◆ Task details
How many lines in the records below contain the word "white"? Give only the number.

◆ Working data
**********

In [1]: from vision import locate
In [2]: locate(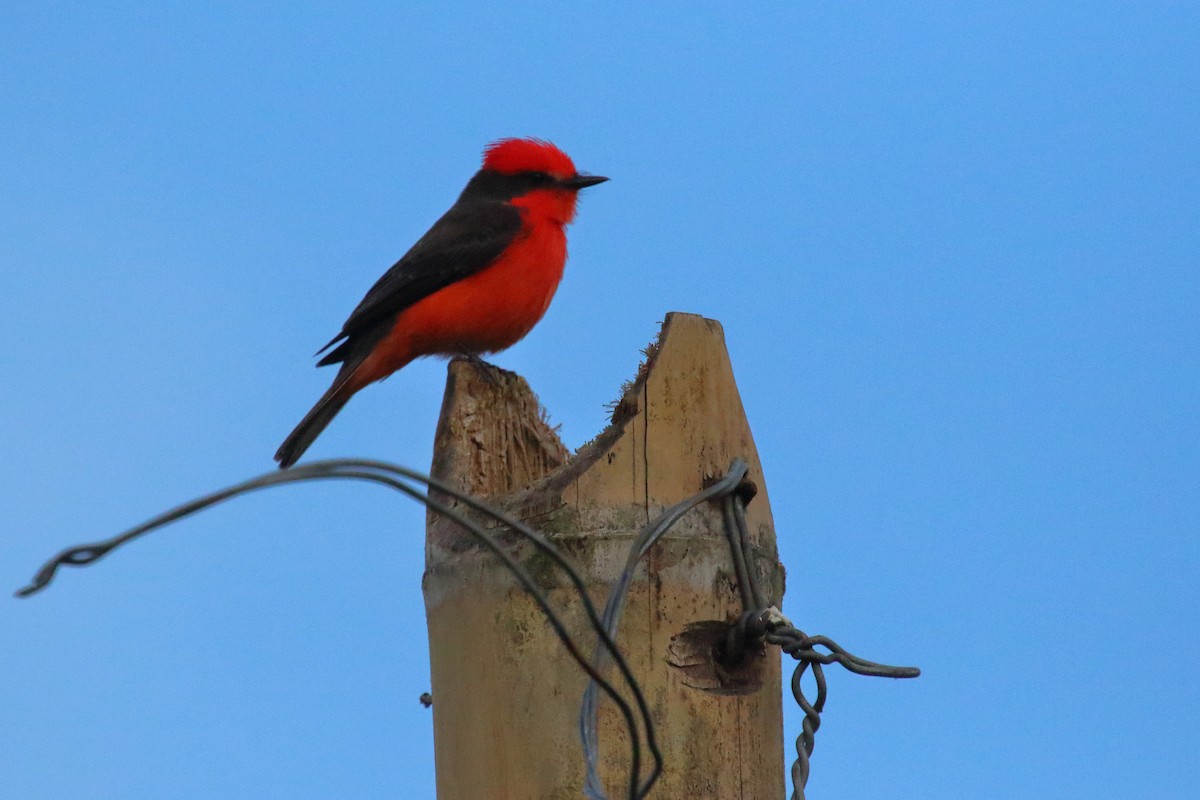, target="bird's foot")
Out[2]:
[457,353,504,389]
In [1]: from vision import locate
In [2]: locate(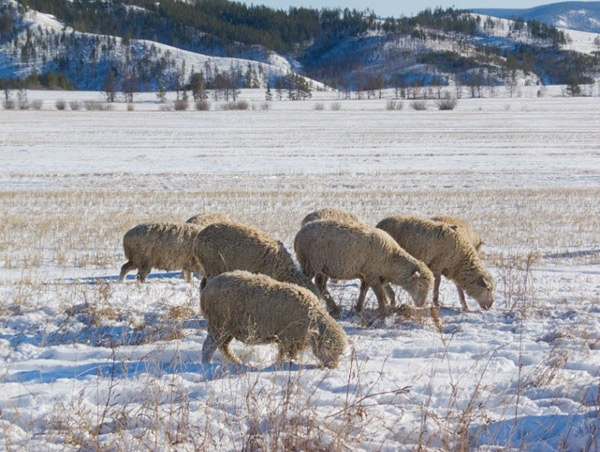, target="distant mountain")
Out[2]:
[473,2,600,33]
[0,0,600,93]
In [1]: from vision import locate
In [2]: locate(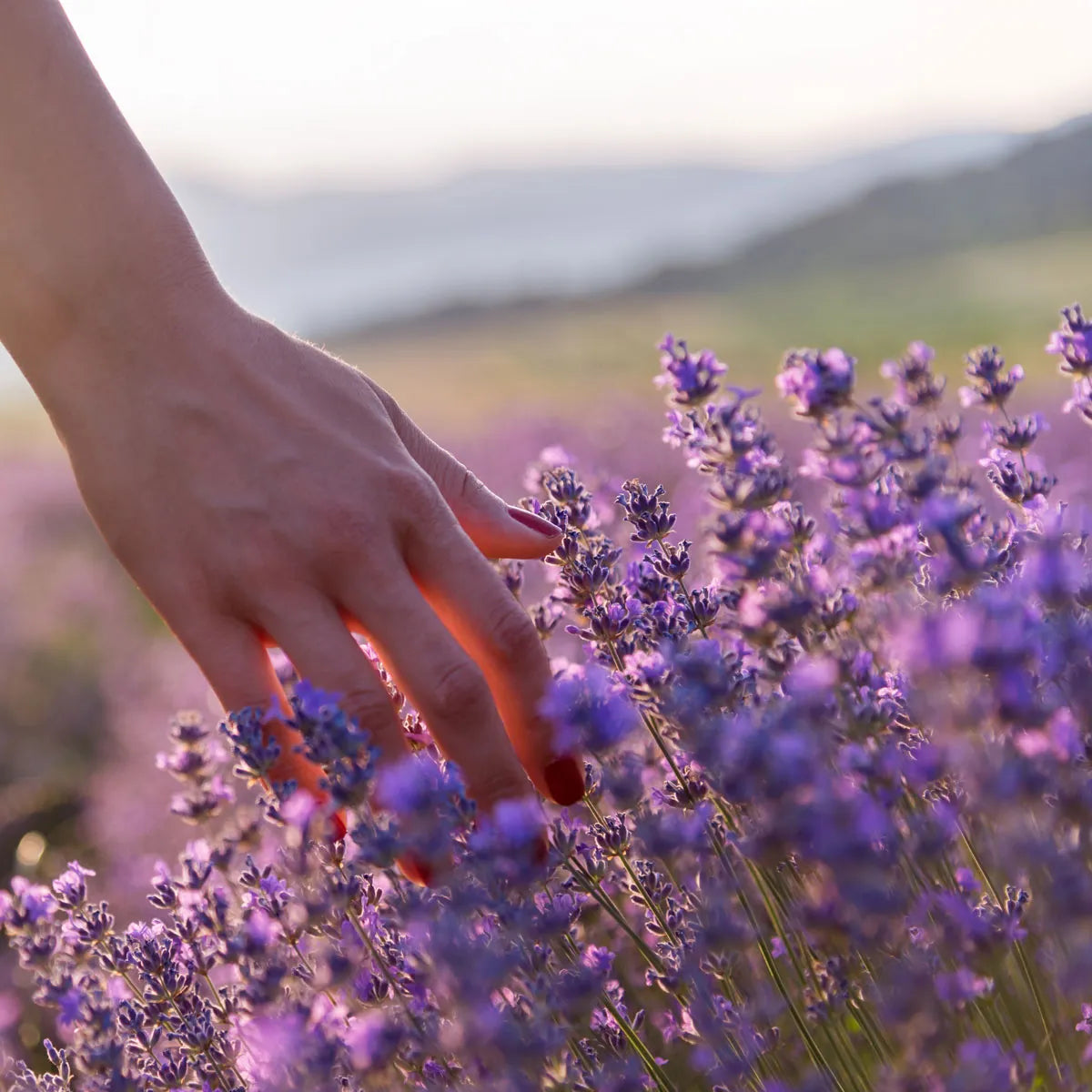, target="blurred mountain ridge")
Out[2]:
[635,114,1092,293]
[169,131,1027,337]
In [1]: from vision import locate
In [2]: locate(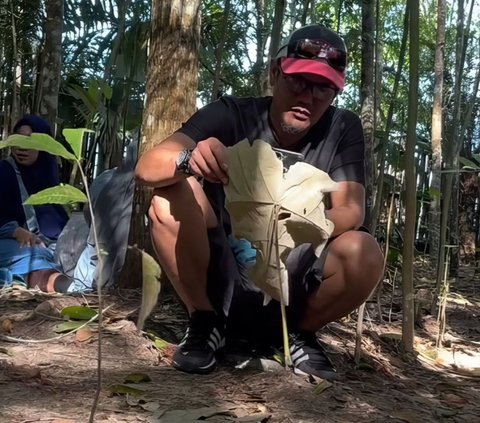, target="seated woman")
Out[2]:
[0,115,71,292]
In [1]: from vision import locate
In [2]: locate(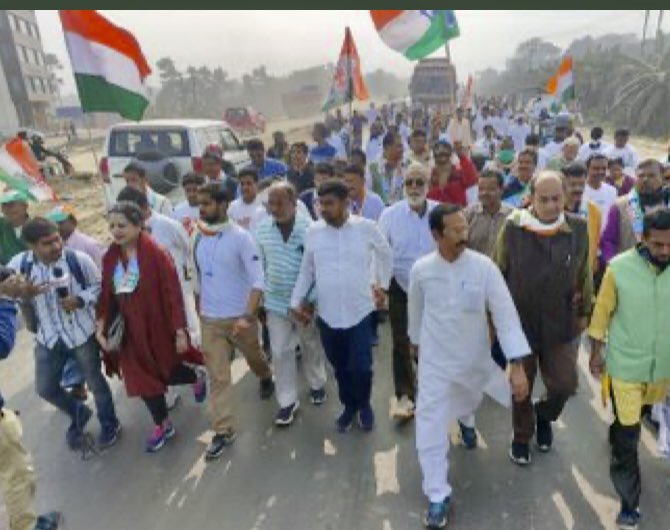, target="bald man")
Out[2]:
[494,171,593,465]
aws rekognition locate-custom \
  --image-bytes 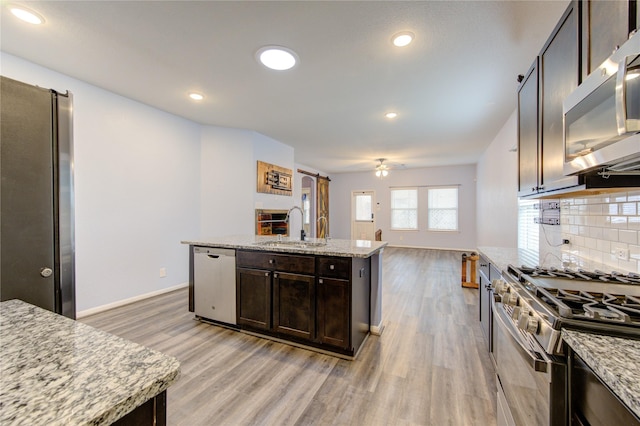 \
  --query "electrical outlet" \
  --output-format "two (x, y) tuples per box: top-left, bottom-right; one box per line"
(616, 248), (629, 260)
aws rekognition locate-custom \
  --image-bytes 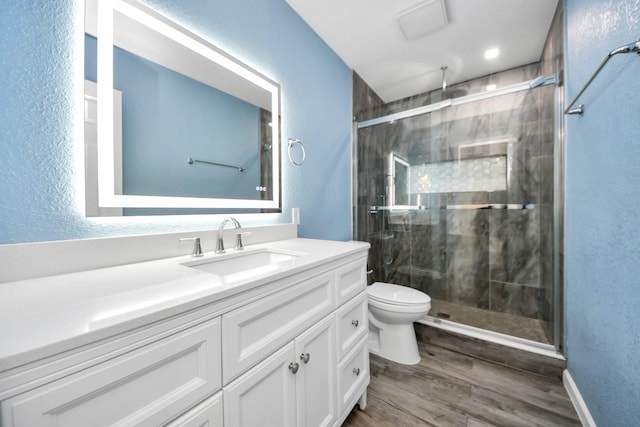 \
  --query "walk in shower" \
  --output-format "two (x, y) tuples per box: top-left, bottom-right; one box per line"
(354, 23), (562, 349)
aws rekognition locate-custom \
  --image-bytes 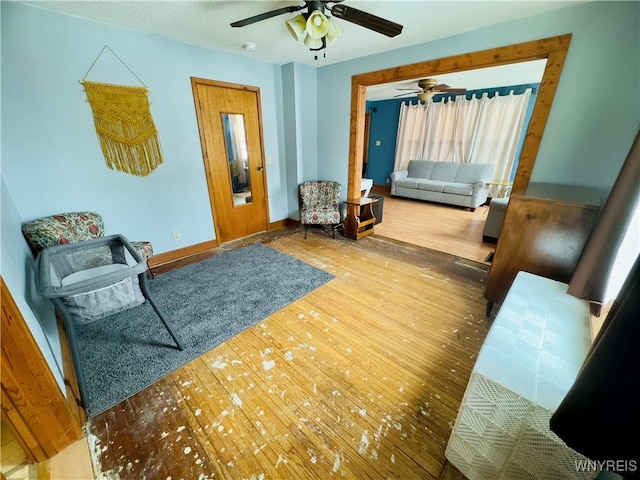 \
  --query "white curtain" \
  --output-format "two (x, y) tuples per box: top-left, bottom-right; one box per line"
(393, 103), (427, 171)
(394, 89), (531, 180)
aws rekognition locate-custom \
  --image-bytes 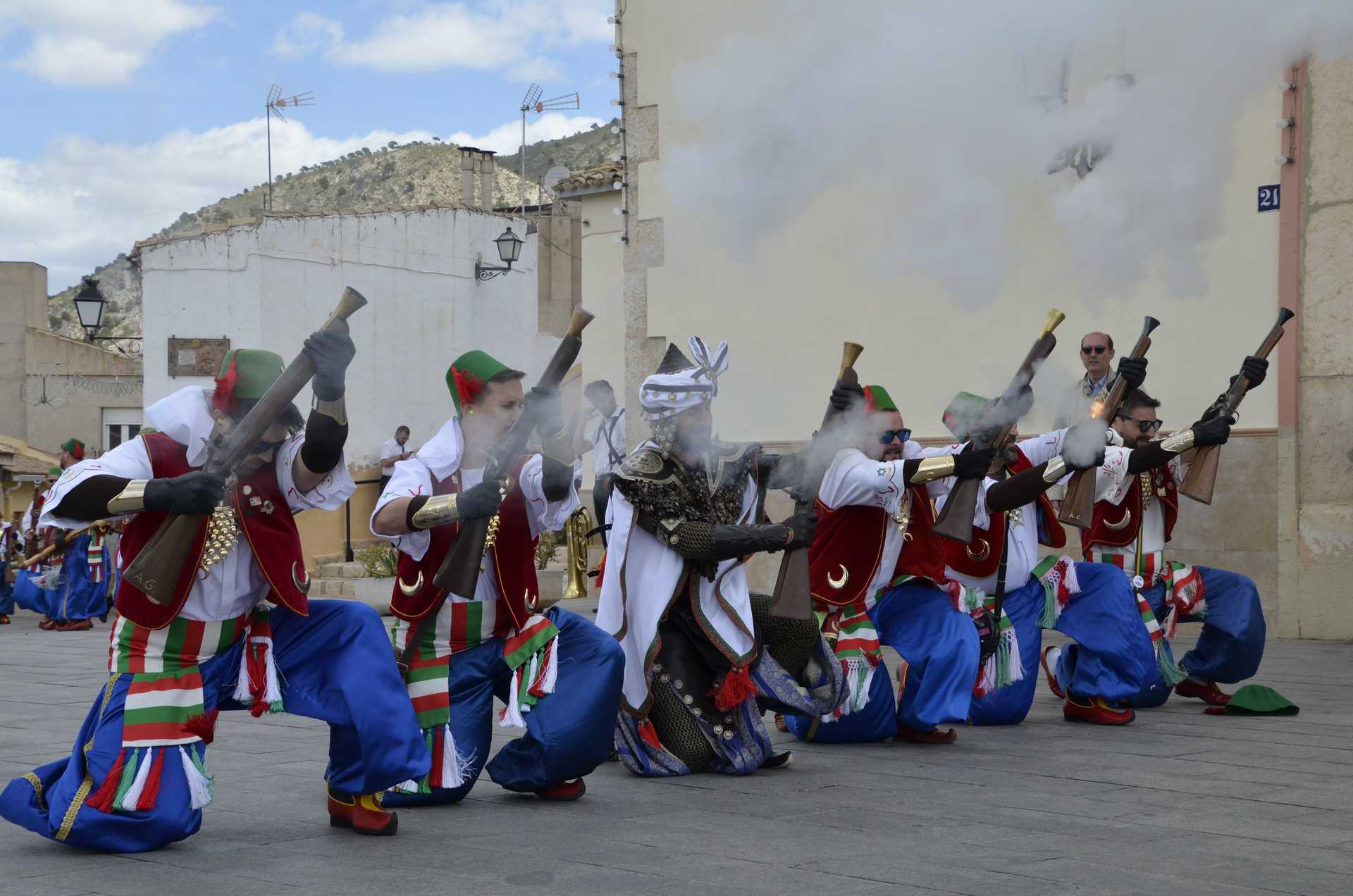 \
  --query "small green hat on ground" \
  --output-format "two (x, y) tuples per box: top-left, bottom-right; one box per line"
(211, 348), (285, 414)
(865, 386), (898, 414)
(447, 349), (512, 417)
(1204, 685), (1300, 716)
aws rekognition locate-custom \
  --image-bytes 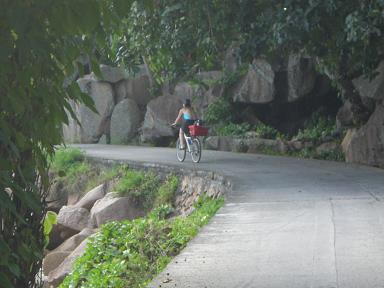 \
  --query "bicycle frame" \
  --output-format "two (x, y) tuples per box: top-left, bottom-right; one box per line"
(183, 132), (193, 153)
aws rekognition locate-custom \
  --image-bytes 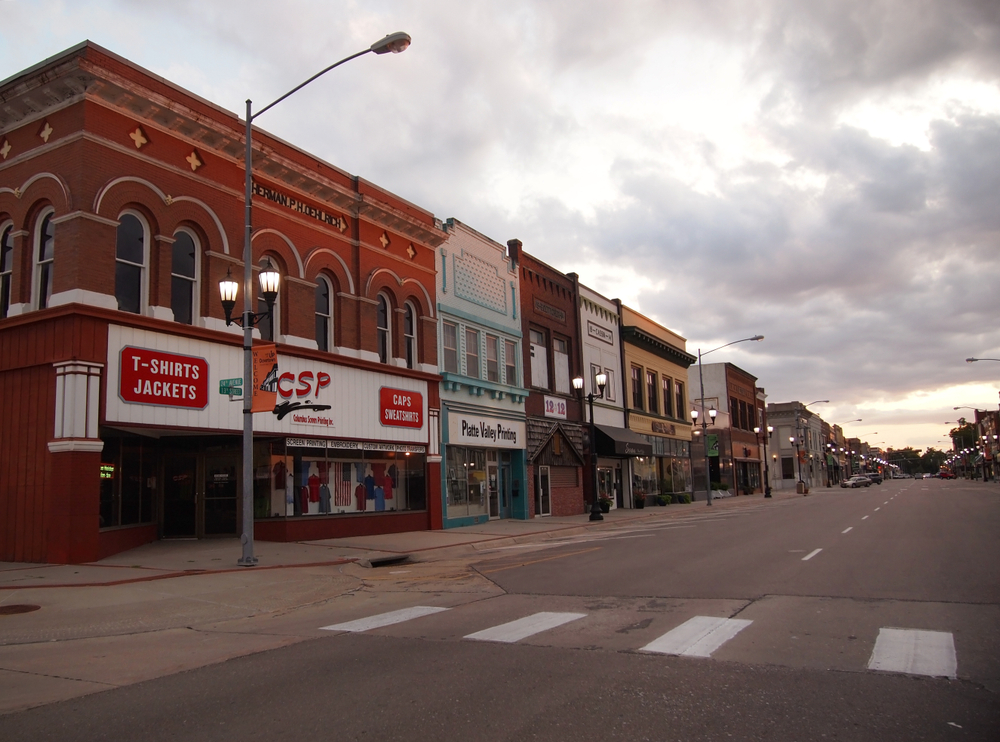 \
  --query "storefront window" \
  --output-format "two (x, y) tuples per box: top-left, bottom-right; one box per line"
(446, 446), (488, 518)
(100, 437), (156, 528)
(263, 441), (427, 517)
(632, 456), (660, 495)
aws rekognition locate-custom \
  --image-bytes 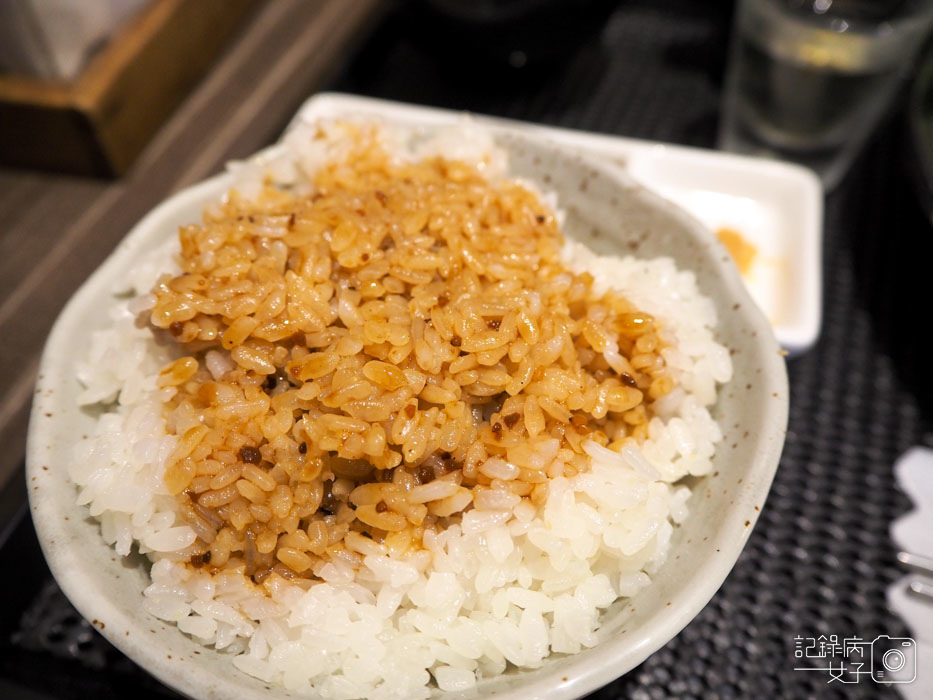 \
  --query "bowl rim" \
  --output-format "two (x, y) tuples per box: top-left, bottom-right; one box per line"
(26, 125), (788, 700)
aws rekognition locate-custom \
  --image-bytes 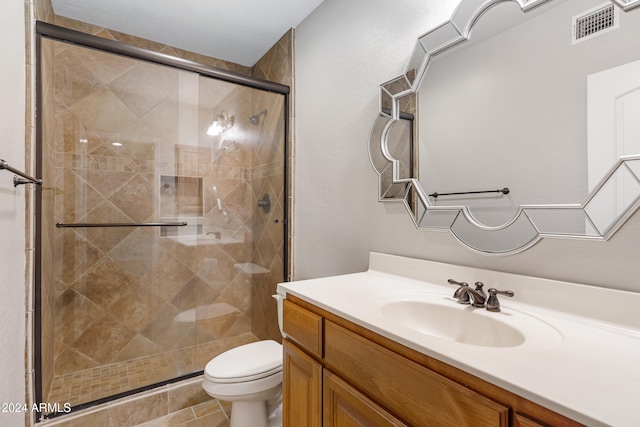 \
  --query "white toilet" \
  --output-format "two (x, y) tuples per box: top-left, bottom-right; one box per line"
(202, 295), (282, 427)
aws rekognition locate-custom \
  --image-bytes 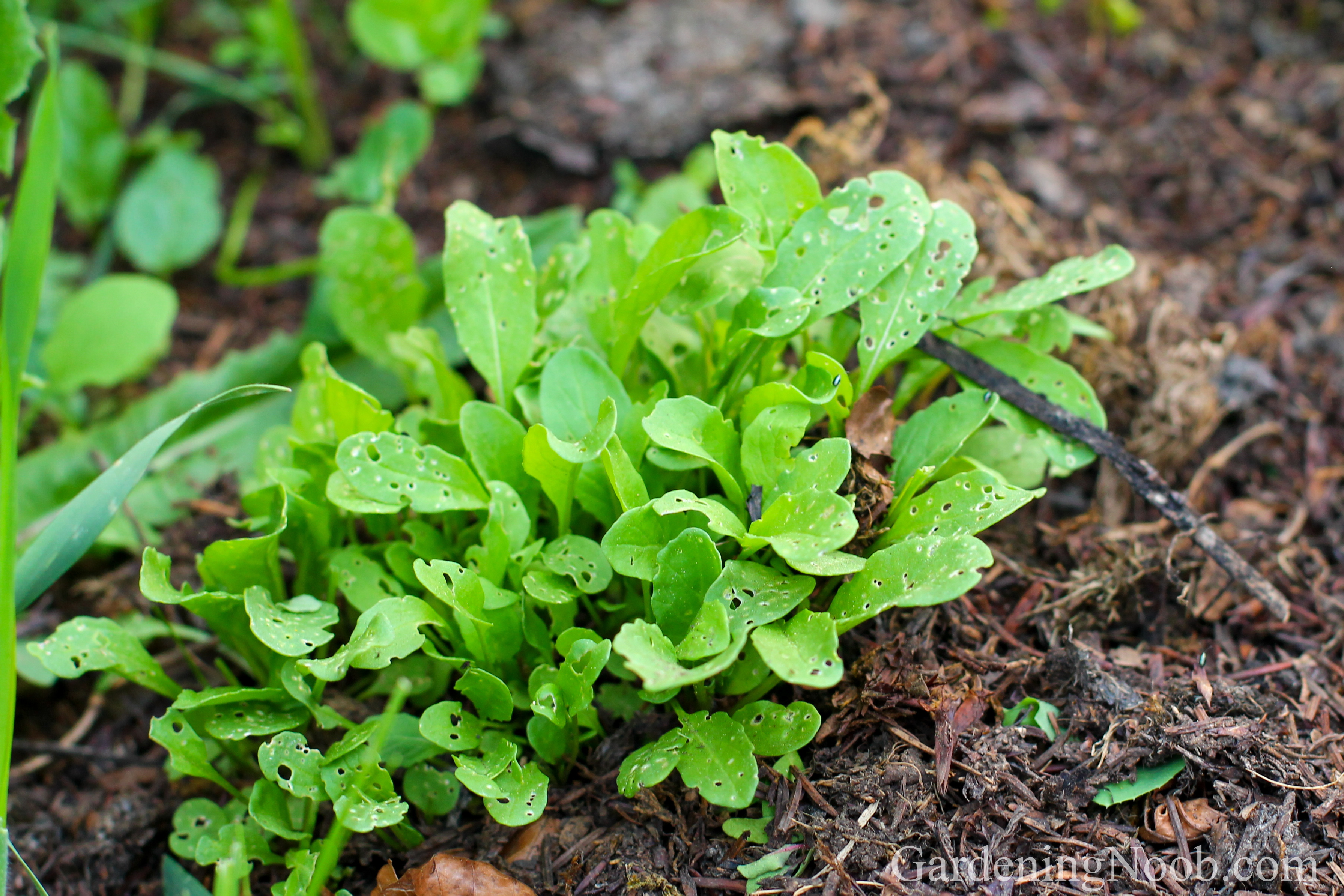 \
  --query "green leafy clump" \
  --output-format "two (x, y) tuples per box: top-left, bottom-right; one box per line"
(31, 128), (1132, 893)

**********

◆ Complete response
2